++++ Exercise inputs ++++
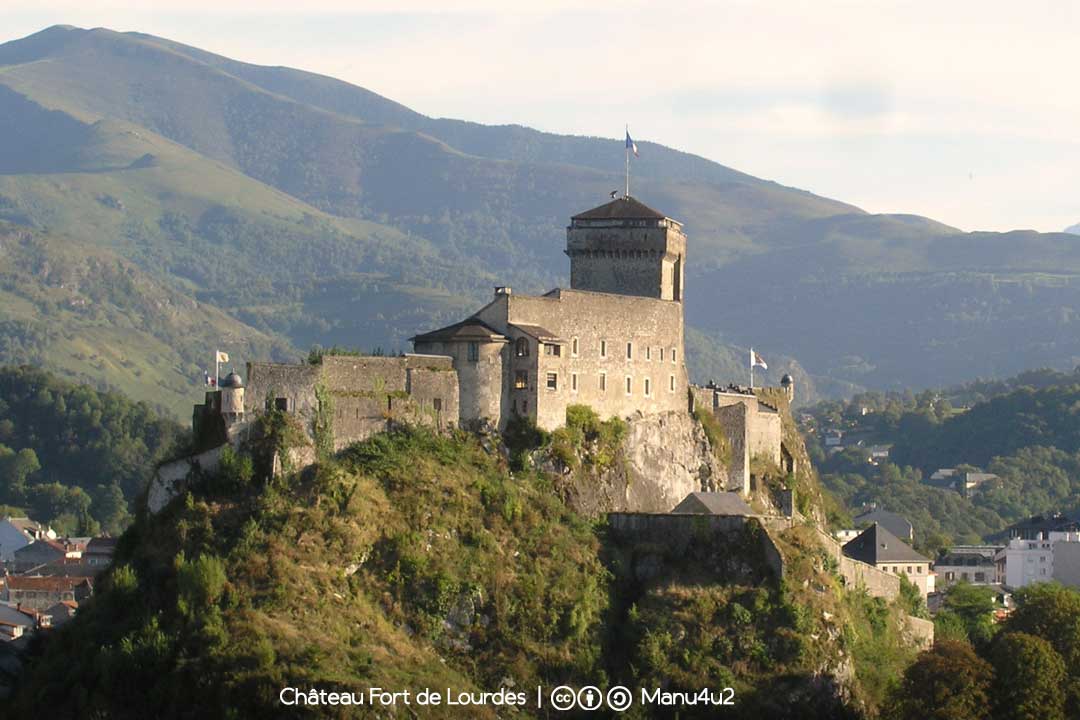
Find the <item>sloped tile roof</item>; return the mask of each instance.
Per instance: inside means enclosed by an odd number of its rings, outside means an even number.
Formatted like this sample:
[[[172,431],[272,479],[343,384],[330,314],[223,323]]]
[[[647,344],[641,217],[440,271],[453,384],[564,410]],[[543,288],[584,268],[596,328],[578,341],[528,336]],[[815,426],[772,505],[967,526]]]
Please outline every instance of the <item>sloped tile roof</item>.
[[[844,554],[853,560],[869,565],[889,562],[930,562],[929,558],[915,552],[914,548],[878,523],[866,528],[844,545]]]
[[[753,515],[746,501],[733,492],[693,492],[671,511],[694,515]]]
[[[667,216],[632,197],[621,197],[586,210],[571,220],[663,220]]]

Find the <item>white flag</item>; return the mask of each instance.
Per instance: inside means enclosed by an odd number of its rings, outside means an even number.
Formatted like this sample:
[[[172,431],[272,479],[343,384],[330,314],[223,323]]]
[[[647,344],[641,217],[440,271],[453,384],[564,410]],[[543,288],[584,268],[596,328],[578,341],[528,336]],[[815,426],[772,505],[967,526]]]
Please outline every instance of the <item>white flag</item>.
[[[219,363],[229,362],[229,353],[217,351],[217,361]]]
[[[761,359],[761,356],[754,352],[754,348],[750,348],[750,367],[759,367],[762,370],[769,369],[769,366],[765,364],[765,361]]]

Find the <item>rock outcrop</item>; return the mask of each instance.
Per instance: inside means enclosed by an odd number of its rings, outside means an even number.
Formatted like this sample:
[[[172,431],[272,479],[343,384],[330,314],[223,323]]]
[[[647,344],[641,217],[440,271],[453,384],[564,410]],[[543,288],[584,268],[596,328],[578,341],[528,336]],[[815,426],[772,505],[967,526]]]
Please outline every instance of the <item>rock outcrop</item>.
[[[560,490],[579,513],[669,512],[692,492],[723,489],[708,438],[689,413],[639,415],[627,425],[611,467],[562,471]]]

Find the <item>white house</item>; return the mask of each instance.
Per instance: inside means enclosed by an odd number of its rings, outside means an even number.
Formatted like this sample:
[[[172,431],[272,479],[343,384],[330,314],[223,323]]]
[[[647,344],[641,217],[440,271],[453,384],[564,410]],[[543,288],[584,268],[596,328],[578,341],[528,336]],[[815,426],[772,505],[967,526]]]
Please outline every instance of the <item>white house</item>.
[[[1059,543],[1080,543],[1080,532],[1051,530],[1038,537],[1009,540],[994,558],[999,577],[1013,589],[1053,580],[1054,546]]]

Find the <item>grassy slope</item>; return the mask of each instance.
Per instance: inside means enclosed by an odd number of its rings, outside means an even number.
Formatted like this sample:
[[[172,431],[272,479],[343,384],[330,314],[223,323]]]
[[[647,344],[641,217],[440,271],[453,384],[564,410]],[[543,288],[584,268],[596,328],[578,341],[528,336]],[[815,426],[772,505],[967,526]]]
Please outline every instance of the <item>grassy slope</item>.
[[[190,412],[215,346],[282,343],[161,284],[106,249],[0,223],[4,363],[30,363]]]

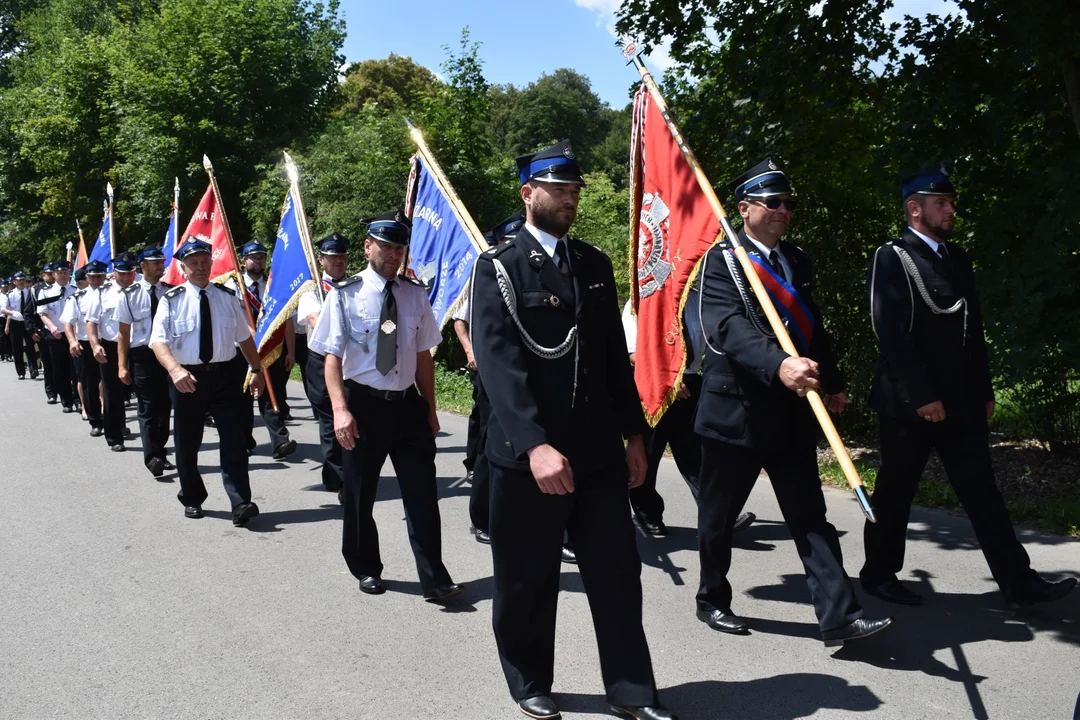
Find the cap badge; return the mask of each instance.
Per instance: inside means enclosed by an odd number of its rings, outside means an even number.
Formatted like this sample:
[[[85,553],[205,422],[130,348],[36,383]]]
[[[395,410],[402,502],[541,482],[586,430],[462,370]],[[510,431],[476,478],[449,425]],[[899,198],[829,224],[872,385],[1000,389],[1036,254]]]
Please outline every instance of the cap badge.
[[[551,304],[554,307],[559,307],[559,298],[556,295],[551,296]]]
[[[770,170],[775,170],[776,169],[776,163],[774,163],[772,160],[769,160],[769,169]]]
[[[539,250],[530,250],[529,251],[529,259],[530,260],[535,260],[536,258],[539,258],[539,257],[543,257],[543,255],[540,254]]]
[[[573,160],[574,158],[576,158],[576,157],[577,157],[576,155],[574,155],[574,150],[573,150],[572,148],[570,148],[570,147],[567,147],[567,148],[565,148],[565,149],[564,149],[564,150],[562,151],[562,154],[563,154],[564,156],[566,156],[566,159],[567,159],[567,160]]]
[[[674,268],[670,262],[665,231],[671,210],[659,195],[645,193],[638,218],[638,297],[647,298],[663,289]]]
[[[394,324],[393,320],[387,320],[379,326],[379,329],[382,330],[383,333],[385,333],[386,335],[389,335],[390,333],[397,330],[397,325]]]

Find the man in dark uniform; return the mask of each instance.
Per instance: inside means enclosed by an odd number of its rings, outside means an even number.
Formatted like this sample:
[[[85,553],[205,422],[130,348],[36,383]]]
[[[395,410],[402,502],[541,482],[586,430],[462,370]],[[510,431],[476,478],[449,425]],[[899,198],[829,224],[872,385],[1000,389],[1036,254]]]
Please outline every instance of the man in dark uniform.
[[[11,278],[4,278],[0,281],[3,287],[0,287],[0,312],[8,309],[8,295],[14,289],[14,285],[11,282]],[[11,349],[11,335],[7,331],[7,313],[3,312],[3,317],[0,317],[0,325],[4,326],[4,331],[0,332],[0,360],[8,361],[15,357],[14,352]]]
[[[629,717],[673,718],[660,707],[641,623],[641,560],[626,505],[628,487],[645,475],[645,418],[611,261],[566,236],[585,184],[570,143],[517,165],[526,224],[480,256],[472,281],[473,351],[492,407],[499,658],[522,713],[560,717],[550,693],[568,532],[608,702]]]
[[[90,338],[94,359],[101,365],[105,442],[113,452],[124,452],[124,436],[127,434],[124,397],[127,386],[120,382],[120,321],[117,310],[124,296],[123,291],[135,282],[139,259],[133,252],[122,252],[112,259],[112,266],[114,279],[90,295],[86,334]]]
[[[513,240],[518,230],[525,224],[525,212],[519,210],[494,228],[484,233],[484,239],[491,247],[501,242]],[[469,493],[469,519],[472,521],[473,537],[479,543],[490,544],[491,536],[488,525],[491,515],[491,466],[488,464],[484,446],[487,443],[487,426],[491,418],[491,401],[484,392],[480,374],[476,371],[476,356],[473,353],[472,339],[469,337],[469,315],[472,304],[466,298],[454,312],[454,333],[465,351],[469,365],[469,380],[473,386],[473,407],[469,413],[469,434],[465,450],[466,478],[472,485]]]
[[[37,380],[38,357],[31,337],[28,319],[34,307],[33,291],[26,274],[17,272],[11,276],[15,289],[8,294],[7,330],[11,338],[11,350],[15,355],[15,374],[20,380],[26,379],[29,365],[30,379]]]
[[[409,218],[398,210],[364,222],[368,265],[330,290],[310,338],[311,349],[326,358],[334,434],[342,447],[341,554],[362,592],[386,592],[372,508],[389,456],[420,590],[425,600],[444,600],[462,587],[443,565],[435,482],[439,416],[430,350],[442,333],[424,287],[397,274],[412,231]]]
[[[52,384],[55,395],[49,398],[49,404],[55,404],[59,397],[65,413],[75,411],[75,384],[71,378],[71,354],[68,351],[67,338],[64,336],[64,324],[60,315],[64,304],[76,288],[69,284],[71,266],[66,261],[52,264],[53,284],[38,293],[36,307],[43,330],[42,354],[48,353],[52,366]]]
[[[818,476],[820,436],[809,388],[826,406],[848,403],[844,377],[814,304],[810,257],[780,240],[796,201],[787,176],[771,160],[732,183],[743,227],[739,241],[767,287],[777,289],[803,357],[788,355],[772,335],[725,238],[702,266],[701,321],[709,352],[695,428],[704,436],[698,505],[701,584],[697,617],[714,630],[745,634],[749,626],[731,610],[731,533],[735,518],[762,469],[806,569],[826,646],[886,629],[891,619],[867,620],[844,571],[840,540],[825,517]]]
[[[954,243],[956,189],[935,165],[903,182],[907,228],[878,248],[868,286],[881,357],[870,404],[880,420],[877,523],[863,533],[863,589],[888,602],[922,597],[897,579],[908,515],[931,450],[967,511],[990,573],[1013,608],[1057,600],[1076,578],[1051,583],[1031,569],[990,463],[990,361],[971,259]]]
[[[68,334],[72,357],[79,360],[79,383],[83,388],[83,415],[90,422],[90,437],[105,434],[101,414],[101,365],[94,359],[90,336],[86,331],[86,315],[98,289],[105,283],[108,266],[100,260],[91,260],[76,272],[85,271],[87,287],[75,291],[64,309],[61,319]]]
[[[34,305],[26,318],[26,329],[30,332],[30,337],[38,344],[38,348],[41,351],[41,377],[44,381],[46,402],[49,405],[55,405],[59,402],[56,398],[56,382],[53,378],[52,352],[49,350],[49,342],[52,340],[52,334],[45,329],[45,324],[42,322],[41,316],[38,313],[37,304],[38,300],[42,297],[42,293],[47,291],[51,292],[50,289],[54,282],[55,275],[53,274],[52,263],[45,263],[41,266],[41,280],[34,283],[32,292],[30,293],[34,300]]]
[[[233,357],[243,353],[256,370],[252,393],[262,392],[259,353],[251,339],[251,327],[236,291],[210,282],[210,244],[189,236],[176,251],[187,282],[165,293],[154,313],[150,347],[165,368],[172,387],[169,392],[175,416],[173,441],[184,517],[203,517],[206,485],[199,472],[199,448],[203,418],[209,412],[220,441],[218,457],[221,481],[232,504],[233,525],[242,526],[259,514],[251,502],[248,457],[244,449],[243,384],[236,377]]]
[[[349,269],[349,239],[338,233],[330,233],[319,242],[319,264],[322,266],[322,291],[308,290],[300,296],[296,307],[297,322],[307,328],[308,336],[314,337],[319,317],[322,315],[323,298],[330,292],[334,283],[341,282]],[[326,391],[326,378],[323,374],[326,358],[322,353],[309,348],[307,356],[307,390],[311,409],[319,421],[319,444],[322,447],[322,483],[323,487],[341,495],[341,445],[334,437],[334,408],[330,405],[330,395]]]
[[[116,319],[120,323],[117,342],[119,377],[125,385],[135,386],[143,464],[160,480],[166,470],[174,469],[165,457],[172,400],[169,374],[150,349],[150,330],[158,305],[172,285],[161,281],[165,274],[165,253],[156,245],[139,251],[139,269],[142,278],[124,288],[116,308]]]

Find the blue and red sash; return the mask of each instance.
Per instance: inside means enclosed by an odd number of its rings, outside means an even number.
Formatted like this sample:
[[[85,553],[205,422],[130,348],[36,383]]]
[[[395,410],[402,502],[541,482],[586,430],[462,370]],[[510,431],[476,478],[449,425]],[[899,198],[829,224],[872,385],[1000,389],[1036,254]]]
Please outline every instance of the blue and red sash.
[[[802,346],[803,351],[808,351],[810,341],[814,337],[814,316],[810,308],[806,307],[802,298],[799,297],[799,291],[777,274],[760,255],[756,253],[748,253],[748,255],[780,317],[787,321],[788,329]]]

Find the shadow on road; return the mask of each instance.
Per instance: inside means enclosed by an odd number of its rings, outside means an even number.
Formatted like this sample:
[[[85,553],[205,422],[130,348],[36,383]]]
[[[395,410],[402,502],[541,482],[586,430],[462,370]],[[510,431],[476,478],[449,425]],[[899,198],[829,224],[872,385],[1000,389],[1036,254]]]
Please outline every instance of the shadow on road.
[[[602,695],[553,693],[559,709],[608,715]],[[745,682],[702,680],[660,691],[660,701],[683,720],[791,720],[822,710],[870,712],[881,699],[865,685],[820,673],[792,673]]]
[[[225,510],[203,510],[206,517],[219,520],[232,520],[232,513]],[[341,518],[341,506],[337,501],[333,505],[322,505],[317,508],[303,508],[299,510],[269,510],[260,512],[258,517],[252,518],[243,529],[251,532],[281,532],[285,525],[299,523],[322,522],[323,520],[338,520]]]

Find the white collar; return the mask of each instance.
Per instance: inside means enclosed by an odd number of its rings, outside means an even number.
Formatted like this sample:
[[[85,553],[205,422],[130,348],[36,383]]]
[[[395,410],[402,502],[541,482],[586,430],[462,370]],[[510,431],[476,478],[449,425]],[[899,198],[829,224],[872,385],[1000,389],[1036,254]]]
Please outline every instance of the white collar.
[[[263,275],[261,278],[256,280],[253,277],[251,277],[250,275],[248,275],[246,272],[244,273],[244,284],[245,285],[250,285],[252,283],[255,283],[257,285],[262,285],[265,282],[266,282],[266,275]]]
[[[536,227],[532,223],[525,223],[525,228],[532,233],[532,236],[540,243],[540,247],[544,248],[544,252],[548,254],[549,258],[555,257],[555,248],[559,246],[559,241],[566,242],[566,236],[557,238],[551,233],[544,232],[540,228]],[[569,256],[568,256],[569,257]]]
[[[934,253],[935,255],[937,255],[937,254],[938,254],[938,251],[937,251],[937,249],[938,249],[939,247],[941,247],[942,245],[944,245],[944,244],[945,244],[945,243],[943,243],[943,242],[938,242],[937,240],[935,240],[935,239],[934,239],[934,238],[932,238],[932,237],[928,237],[928,236],[926,236],[926,235],[923,235],[923,234],[922,234],[921,232],[919,232],[919,231],[918,231],[918,230],[916,230],[915,228],[911,227],[910,225],[908,225],[908,230],[910,230],[911,232],[913,232],[913,233],[915,233],[916,235],[918,235],[918,236],[919,236],[919,238],[920,238],[920,239],[921,239],[921,240],[922,240],[922,241],[923,241],[924,243],[926,243],[926,244],[927,244],[927,246],[928,246],[928,247],[930,248],[930,251],[931,251],[931,252],[933,252],[933,253]]]
[[[756,247],[758,252],[761,253],[761,257],[765,258],[766,260],[769,259],[769,255],[772,254],[773,250],[775,250],[777,253],[780,254],[781,257],[783,257],[784,253],[780,252],[780,241],[779,240],[776,241],[776,247],[770,248],[768,245],[761,242],[760,240],[758,240],[756,237],[754,237],[750,233],[746,232],[745,230],[743,231],[743,234],[746,235],[747,240],[754,243],[754,247]]]
[[[364,277],[364,284],[372,285],[376,290],[382,292],[386,289],[386,283],[389,282],[379,273],[375,272],[375,269],[368,265],[366,268],[360,271],[360,274]],[[331,282],[333,282],[331,280]],[[396,284],[396,281],[395,281]]]

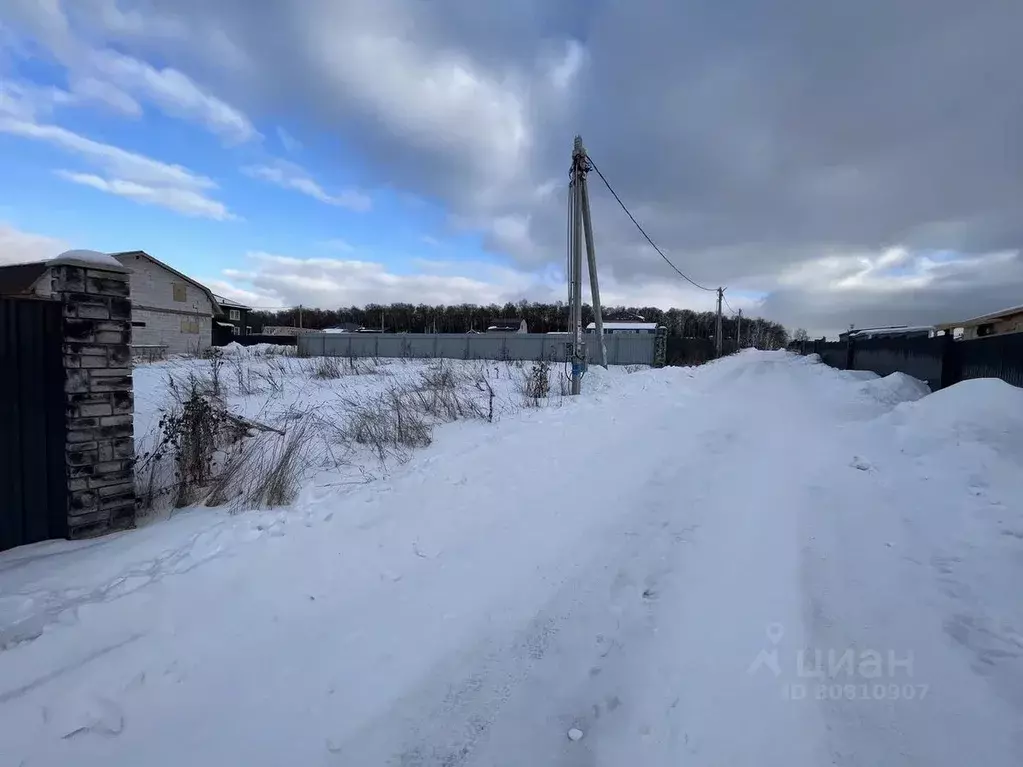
++++
(What is required) Read through the lines above and collect those that contain the string "return".

(Answer for the task)
Find the <item>sloped tile roof</item>; return the mask of each instance.
Find the <item>white flag</item>; return the mask of each instance.
Find the <item>rock outcrop</item>; return the mask of each instance.
Find the <item>white house</item>; return the mask of each instance.
Find the <item>grassy slope</item>; return the mask of each instance.
Find the cap badge; return the mask of each instance.
Find the man in dark uniform; return the mask of each instance.
Find the blue and red sash; return the mask of each instance.
Find the shadow on road; return the mask of each instance.
Find the white collar; return the mask of each instance.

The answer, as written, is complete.